Task prompt: Your task is to return the line containing "Target: small annex building" and each line after it through the end of the entries, exactly, with no other lines.

++++++++++

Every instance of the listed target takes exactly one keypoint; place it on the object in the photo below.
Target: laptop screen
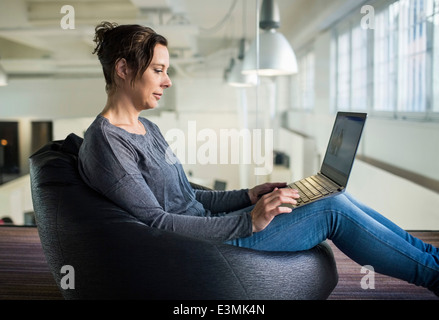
(342, 146)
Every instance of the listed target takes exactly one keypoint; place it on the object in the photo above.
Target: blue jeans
(361, 233)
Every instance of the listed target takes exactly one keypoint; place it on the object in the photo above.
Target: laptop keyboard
(312, 188)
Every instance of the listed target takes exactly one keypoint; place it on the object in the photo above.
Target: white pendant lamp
(275, 56)
(236, 78)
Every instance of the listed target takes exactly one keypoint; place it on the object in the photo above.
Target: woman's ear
(122, 69)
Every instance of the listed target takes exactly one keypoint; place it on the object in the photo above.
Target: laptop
(333, 176)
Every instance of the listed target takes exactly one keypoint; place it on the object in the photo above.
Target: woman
(124, 157)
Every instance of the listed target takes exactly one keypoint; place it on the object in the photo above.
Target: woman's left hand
(257, 192)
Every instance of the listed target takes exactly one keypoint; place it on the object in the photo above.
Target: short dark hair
(134, 43)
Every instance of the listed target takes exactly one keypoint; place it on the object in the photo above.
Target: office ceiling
(203, 35)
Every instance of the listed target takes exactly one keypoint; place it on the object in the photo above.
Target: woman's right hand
(269, 206)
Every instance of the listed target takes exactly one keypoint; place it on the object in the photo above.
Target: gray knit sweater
(133, 172)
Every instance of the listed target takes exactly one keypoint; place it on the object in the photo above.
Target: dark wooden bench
(24, 272)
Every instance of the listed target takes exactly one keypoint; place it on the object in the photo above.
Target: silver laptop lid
(342, 146)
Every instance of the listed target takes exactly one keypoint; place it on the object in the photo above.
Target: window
(303, 83)
(434, 20)
(403, 66)
(351, 71)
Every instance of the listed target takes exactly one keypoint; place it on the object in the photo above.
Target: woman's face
(148, 90)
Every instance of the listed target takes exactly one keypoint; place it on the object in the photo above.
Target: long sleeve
(223, 201)
(131, 170)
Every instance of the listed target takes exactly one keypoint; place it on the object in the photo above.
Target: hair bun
(100, 31)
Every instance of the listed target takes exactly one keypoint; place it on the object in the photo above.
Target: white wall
(405, 144)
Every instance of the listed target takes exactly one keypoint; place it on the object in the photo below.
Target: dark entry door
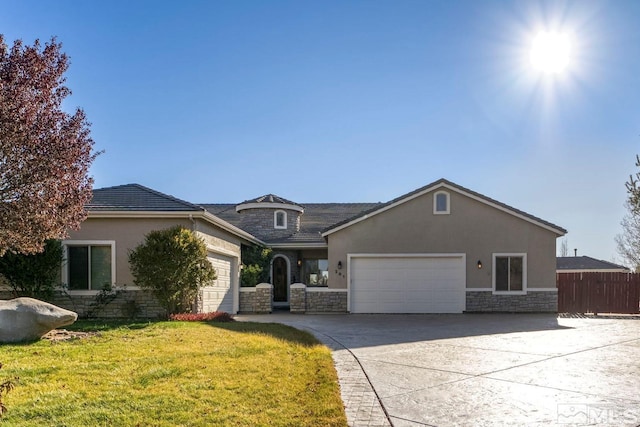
(280, 280)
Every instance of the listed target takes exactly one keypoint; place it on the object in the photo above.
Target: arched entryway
(280, 277)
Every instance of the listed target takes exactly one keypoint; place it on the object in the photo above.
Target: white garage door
(407, 284)
(219, 296)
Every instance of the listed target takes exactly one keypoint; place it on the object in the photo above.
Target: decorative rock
(28, 319)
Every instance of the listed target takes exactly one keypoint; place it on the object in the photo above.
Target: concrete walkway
(481, 370)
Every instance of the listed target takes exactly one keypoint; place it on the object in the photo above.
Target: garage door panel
(218, 296)
(412, 284)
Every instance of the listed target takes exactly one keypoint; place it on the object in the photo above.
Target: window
(316, 272)
(441, 203)
(509, 272)
(280, 219)
(89, 266)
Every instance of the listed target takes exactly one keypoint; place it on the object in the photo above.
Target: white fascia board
(297, 245)
(178, 214)
(269, 205)
(229, 227)
(444, 185)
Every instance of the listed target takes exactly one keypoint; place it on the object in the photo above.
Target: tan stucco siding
(472, 228)
(130, 232)
(214, 237)
(127, 233)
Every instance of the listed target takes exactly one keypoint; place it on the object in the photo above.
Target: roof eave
(445, 184)
(178, 214)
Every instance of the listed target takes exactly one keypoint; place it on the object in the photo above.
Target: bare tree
(628, 243)
(45, 153)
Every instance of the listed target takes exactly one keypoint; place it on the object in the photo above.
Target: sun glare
(550, 52)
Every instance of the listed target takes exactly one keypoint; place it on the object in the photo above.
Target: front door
(280, 281)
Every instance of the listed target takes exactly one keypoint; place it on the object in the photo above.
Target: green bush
(173, 265)
(34, 275)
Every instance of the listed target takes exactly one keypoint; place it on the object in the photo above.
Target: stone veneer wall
(129, 304)
(531, 302)
(298, 298)
(325, 300)
(247, 300)
(263, 298)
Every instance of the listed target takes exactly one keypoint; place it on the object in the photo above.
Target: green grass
(174, 374)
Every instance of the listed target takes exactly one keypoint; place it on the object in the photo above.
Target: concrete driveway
(481, 369)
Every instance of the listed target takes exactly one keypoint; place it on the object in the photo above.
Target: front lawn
(174, 374)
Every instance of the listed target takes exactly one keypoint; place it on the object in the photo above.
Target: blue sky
(354, 101)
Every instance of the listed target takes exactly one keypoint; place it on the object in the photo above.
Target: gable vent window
(441, 203)
(280, 220)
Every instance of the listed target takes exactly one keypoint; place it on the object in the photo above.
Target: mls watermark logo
(594, 414)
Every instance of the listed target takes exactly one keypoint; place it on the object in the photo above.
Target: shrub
(34, 275)
(216, 316)
(173, 265)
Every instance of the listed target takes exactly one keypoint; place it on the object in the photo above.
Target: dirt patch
(64, 335)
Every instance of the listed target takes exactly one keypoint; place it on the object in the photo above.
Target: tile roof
(270, 198)
(316, 217)
(585, 263)
(438, 183)
(136, 197)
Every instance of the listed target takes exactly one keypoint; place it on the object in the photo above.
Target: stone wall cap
(264, 286)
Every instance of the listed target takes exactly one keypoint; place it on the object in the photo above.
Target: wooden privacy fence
(598, 292)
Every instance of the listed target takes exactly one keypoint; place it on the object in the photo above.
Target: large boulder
(28, 319)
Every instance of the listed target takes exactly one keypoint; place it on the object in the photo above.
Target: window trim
(275, 220)
(307, 273)
(435, 203)
(524, 273)
(65, 270)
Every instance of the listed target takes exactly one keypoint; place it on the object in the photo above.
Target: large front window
(89, 266)
(509, 273)
(316, 272)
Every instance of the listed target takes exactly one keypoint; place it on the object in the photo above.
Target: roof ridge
(155, 192)
(443, 181)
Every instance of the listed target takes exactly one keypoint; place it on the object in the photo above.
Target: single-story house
(118, 220)
(439, 249)
(586, 264)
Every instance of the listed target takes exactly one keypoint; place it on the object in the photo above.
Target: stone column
(298, 298)
(263, 298)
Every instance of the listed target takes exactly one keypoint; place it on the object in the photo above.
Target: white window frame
(524, 273)
(275, 220)
(435, 203)
(65, 271)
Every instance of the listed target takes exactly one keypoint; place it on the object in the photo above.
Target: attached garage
(219, 297)
(407, 283)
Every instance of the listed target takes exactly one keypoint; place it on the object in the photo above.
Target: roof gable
(269, 201)
(136, 197)
(445, 184)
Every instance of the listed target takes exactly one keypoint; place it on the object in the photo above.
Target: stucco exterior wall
(472, 228)
(127, 233)
(130, 232)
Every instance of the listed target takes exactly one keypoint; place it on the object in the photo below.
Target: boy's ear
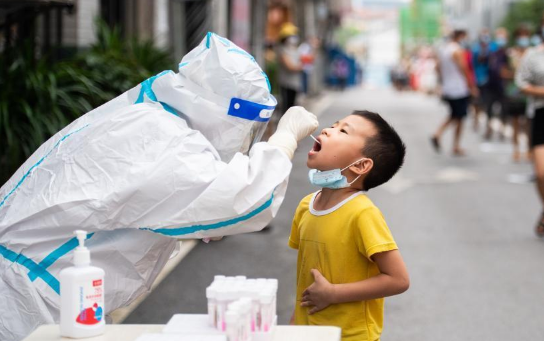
(362, 167)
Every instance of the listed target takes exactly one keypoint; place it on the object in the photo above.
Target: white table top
(130, 332)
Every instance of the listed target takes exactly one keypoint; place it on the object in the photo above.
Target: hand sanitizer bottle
(82, 295)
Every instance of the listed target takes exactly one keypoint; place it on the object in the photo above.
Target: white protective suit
(157, 162)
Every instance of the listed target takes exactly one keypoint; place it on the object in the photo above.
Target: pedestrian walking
(289, 66)
(515, 101)
(530, 79)
(457, 86)
(340, 71)
(480, 54)
(498, 62)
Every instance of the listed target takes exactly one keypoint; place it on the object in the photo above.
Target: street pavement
(464, 225)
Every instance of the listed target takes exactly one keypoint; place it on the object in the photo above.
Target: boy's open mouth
(317, 147)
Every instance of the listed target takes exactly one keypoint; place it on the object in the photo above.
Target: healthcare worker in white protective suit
(165, 160)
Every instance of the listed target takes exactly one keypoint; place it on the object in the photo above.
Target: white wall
(86, 11)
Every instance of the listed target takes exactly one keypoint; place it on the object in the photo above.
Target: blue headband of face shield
(250, 110)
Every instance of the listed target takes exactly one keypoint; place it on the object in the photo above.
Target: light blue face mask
(332, 178)
(535, 40)
(523, 42)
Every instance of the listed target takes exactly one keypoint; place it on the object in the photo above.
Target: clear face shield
(258, 114)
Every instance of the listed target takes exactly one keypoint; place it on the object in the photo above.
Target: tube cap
(82, 256)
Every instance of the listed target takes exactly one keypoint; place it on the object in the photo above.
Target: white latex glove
(296, 124)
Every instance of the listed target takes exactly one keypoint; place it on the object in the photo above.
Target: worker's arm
(392, 280)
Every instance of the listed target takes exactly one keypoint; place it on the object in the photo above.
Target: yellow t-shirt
(339, 243)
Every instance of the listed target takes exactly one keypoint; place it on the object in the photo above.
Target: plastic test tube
(266, 299)
(273, 282)
(245, 304)
(235, 306)
(212, 305)
(225, 296)
(232, 320)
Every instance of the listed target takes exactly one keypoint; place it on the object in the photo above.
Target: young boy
(347, 259)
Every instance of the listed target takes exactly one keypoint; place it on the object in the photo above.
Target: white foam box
(197, 324)
(178, 337)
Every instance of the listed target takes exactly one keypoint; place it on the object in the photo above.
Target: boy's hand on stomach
(319, 295)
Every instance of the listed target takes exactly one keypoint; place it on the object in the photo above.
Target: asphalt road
(464, 226)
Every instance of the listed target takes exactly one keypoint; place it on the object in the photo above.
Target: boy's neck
(328, 198)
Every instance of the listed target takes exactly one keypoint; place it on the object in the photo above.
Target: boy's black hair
(385, 148)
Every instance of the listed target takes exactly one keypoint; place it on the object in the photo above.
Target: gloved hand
(296, 124)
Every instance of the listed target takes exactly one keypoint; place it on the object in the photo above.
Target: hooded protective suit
(157, 162)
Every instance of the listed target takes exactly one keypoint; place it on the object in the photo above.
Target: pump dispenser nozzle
(82, 256)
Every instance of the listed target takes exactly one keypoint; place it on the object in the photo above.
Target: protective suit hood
(222, 92)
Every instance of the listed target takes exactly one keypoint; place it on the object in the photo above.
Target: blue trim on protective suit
(250, 110)
(37, 164)
(28, 263)
(195, 228)
(55, 255)
(146, 88)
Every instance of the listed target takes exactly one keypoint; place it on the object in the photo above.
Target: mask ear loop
(350, 183)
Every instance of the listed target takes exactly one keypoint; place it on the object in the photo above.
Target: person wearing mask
(480, 58)
(457, 86)
(515, 100)
(530, 79)
(498, 61)
(290, 66)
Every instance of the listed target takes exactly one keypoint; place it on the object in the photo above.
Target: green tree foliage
(38, 98)
(528, 12)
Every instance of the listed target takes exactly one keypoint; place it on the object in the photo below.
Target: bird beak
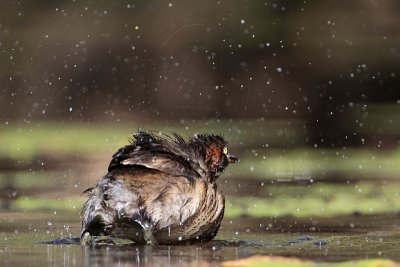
(232, 158)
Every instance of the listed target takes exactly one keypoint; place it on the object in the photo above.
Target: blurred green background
(306, 92)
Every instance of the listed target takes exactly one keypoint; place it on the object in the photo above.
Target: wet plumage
(160, 190)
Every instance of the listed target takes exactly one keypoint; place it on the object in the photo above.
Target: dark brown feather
(159, 189)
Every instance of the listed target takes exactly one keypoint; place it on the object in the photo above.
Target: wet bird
(159, 190)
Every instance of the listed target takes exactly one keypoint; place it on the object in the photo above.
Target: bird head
(214, 151)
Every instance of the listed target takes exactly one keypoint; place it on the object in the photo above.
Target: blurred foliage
(318, 200)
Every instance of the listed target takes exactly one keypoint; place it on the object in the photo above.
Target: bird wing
(153, 159)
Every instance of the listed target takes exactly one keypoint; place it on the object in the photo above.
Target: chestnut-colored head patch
(213, 156)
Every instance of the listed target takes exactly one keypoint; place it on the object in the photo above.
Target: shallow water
(313, 234)
(376, 236)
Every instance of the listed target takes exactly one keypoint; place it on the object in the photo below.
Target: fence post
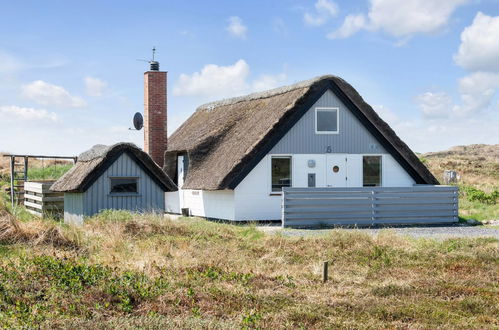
(282, 208)
(373, 214)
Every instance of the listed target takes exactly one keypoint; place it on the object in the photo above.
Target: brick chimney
(155, 138)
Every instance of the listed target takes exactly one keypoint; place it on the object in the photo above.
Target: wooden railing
(422, 204)
(39, 200)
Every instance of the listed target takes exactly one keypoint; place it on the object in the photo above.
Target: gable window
(124, 185)
(371, 171)
(326, 120)
(281, 173)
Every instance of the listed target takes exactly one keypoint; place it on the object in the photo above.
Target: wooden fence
(424, 204)
(39, 200)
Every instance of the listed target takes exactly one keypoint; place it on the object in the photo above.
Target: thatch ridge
(93, 162)
(224, 139)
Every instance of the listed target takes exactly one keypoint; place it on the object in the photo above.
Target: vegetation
(51, 172)
(124, 270)
(478, 168)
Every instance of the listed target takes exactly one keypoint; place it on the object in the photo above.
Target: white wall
(252, 196)
(217, 204)
(172, 202)
(254, 200)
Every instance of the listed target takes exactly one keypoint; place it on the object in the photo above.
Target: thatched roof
(92, 163)
(225, 140)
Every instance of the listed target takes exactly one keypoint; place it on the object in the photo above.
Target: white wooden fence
(41, 201)
(424, 204)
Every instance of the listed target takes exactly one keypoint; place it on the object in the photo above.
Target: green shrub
(477, 195)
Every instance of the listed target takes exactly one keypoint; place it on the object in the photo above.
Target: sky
(71, 74)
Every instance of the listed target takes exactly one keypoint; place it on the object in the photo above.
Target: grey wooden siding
(352, 138)
(150, 196)
(305, 207)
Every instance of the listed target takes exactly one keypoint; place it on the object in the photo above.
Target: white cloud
(350, 26)
(479, 49)
(424, 135)
(435, 104)
(13, 111)
(214, 80)
(386, 114)
(268, 81)
(94, 86)
(51, 95)
(325, 9)
(236, 27)
(279, 27)
(9, 63)
(402, 20)
(477, 91)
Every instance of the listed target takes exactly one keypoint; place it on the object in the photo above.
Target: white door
(180, 180)
(336, 170)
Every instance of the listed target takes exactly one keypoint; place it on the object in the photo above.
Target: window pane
(372, 171)
(281, 173)
(123, 185)
(327, 120)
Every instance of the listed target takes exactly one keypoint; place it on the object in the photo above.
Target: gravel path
(443, 232)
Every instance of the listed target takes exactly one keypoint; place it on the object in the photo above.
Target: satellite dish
(138, 121)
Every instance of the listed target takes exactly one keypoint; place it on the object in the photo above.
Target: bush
(477, 195)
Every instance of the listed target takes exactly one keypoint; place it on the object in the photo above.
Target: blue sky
(69, 75)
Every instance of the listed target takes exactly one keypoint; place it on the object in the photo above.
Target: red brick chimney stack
(155, 105)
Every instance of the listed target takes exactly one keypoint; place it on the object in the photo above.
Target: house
(232, 158)
(121, 176)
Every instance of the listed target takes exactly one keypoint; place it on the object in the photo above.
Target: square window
(371, 171)
(326, 120)
(281, 173)
(124, 185)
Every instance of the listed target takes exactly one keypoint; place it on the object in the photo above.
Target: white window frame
(382, 169)
(269, 180)
(337, 109)
(124, 194)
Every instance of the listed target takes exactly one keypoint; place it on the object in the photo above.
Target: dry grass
(148, 271)
(478, 164)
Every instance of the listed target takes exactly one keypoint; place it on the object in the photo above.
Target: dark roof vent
(154, 65)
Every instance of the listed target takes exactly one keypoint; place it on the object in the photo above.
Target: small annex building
(232, 158)
(121, 177)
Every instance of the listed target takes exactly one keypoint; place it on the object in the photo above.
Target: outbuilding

++++++++++

Result for this task:
Target: small annex building
(232, 158)
(121, 177)
Every instance of the listed target takes exactly one keypoint; place it on the object in the photo above.
Target: outbuilding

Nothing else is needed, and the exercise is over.